** Opening EXERCISE INPUT block **
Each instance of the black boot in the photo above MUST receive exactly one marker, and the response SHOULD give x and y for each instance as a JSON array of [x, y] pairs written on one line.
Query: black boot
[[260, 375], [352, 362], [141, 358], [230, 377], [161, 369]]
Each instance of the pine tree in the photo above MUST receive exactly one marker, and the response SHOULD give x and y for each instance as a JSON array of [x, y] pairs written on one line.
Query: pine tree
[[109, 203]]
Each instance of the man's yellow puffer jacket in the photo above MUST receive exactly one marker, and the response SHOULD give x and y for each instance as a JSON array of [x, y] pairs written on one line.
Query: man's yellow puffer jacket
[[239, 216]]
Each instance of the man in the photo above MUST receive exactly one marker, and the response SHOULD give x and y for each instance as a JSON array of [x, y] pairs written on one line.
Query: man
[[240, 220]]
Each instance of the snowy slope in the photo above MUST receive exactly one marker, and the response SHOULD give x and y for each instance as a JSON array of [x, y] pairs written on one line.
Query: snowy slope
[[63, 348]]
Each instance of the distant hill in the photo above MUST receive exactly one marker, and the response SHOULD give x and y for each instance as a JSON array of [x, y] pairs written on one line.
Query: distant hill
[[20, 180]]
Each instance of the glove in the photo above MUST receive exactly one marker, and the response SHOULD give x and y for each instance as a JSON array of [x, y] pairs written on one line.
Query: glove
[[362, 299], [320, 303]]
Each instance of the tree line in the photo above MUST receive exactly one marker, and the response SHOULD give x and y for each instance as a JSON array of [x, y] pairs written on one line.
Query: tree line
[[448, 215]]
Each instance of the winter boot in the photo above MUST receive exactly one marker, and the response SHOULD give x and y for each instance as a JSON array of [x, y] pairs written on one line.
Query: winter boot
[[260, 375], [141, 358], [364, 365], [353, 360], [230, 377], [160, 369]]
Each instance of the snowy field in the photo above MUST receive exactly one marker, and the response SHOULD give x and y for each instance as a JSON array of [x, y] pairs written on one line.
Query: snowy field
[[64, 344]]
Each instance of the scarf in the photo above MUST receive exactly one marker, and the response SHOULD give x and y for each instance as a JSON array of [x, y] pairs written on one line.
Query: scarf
** Closing EXERCISE INPUT block **
**AIM OF THE EXERCISE**
Find the word "scarf" in the material, then list each line that holds it.

**SOLUTION TO THIS EXERCISE**
Each instance of the scarf in the photo above MUST receive exactly one marker, and the response SHOULD give x and y for each instance as a JSON array of [x, y] pairs written on one line.
Query: scarf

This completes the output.